## Задание 1
Пожалуйста, выберите в записях все строки, где встречается строка «spider», и перепишите их. Регистр букв учитывается.

Кендалл изготовил копию за два с половиной года. В январе 1770 года Комиссия по долготе получила K-1 и вновь собрала комитет, изучавший H-4: кому, как не этим людям, было судить о сходстве оригинала и копии. Таким образом присутствовали Джон Мичел, Уильям Ладлэм, Томас Мадж, Уильям Мэтьюз и Джон Берд. Кендалл, по понятным причинам, в состав комитета не вошёл. Его место среди экспертов вполне логично занял Уильям Гаррисон. Все единодушно постановили, что K-1 в точности повторяет H-4 – только гравированных завитушек там, где Кендалл поставил свое имя, ещё больше.
Уильям Гаррисон, не скупясь на похвалы, объявил, что в некоторых отношениях хронометр Кендалла даже превосходит отцовский. Как же, наверное, он жалел о своих словах, когда члены комиссии постановили отправить в экспедицию Кука не H-4, а K-1!

## Исходные записи
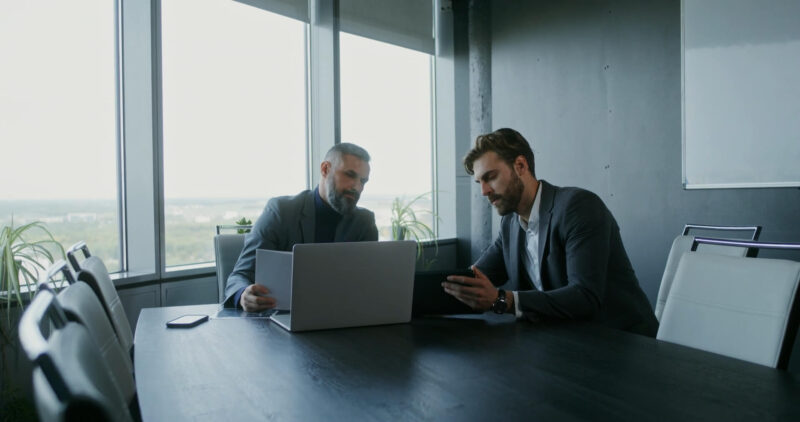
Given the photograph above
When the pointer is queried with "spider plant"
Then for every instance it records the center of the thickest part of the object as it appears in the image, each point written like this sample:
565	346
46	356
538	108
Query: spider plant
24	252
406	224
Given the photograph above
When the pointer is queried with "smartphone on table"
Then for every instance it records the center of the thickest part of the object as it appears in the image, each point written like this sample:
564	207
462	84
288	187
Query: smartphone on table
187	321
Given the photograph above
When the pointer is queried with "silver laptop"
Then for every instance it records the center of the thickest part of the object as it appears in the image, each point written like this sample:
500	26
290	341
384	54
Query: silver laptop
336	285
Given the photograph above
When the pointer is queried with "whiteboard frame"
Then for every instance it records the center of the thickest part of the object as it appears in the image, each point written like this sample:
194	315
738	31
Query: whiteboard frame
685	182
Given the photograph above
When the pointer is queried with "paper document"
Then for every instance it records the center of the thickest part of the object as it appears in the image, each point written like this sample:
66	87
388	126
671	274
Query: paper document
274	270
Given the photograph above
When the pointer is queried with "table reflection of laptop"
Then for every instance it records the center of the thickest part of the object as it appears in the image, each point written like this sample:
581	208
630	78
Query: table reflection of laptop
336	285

## Задание 2
Приведите снова отрывок документа о копии хронометра от «Кендалл изготовил копию» до «имя, ещё больше.» включительно, заменив в нем «K-1» на «хронометр Кендалла».

## Ответ 1
When the pointer is queried with "spider plant"
Query: spider plant

## Ответ 2
Кендалл изготовил копию за два с половиной года. В январе 1770 года Комиссия по долготе получила хронометр Кендалла и вновь собрала комитет, изучавший H-4: кому, как не этим людям, было судить о сходстве оригинала и копии. Таким образом присутствовали Джон Мичел, Уильям Ладлэм, Томас Мадж, Уильям Мэтьюз и Джон Берд. Кендалл, по понятным причинам, в состав комитета не вошёл. Его место среди экспертов вполне логично занял Уильям Гаррисон. Все единодушно постановили, что хронометр Кендалла в точности повторяет H-4 – только гравированных завитушек там, где Кендалл поставил свое имя, ещё больше.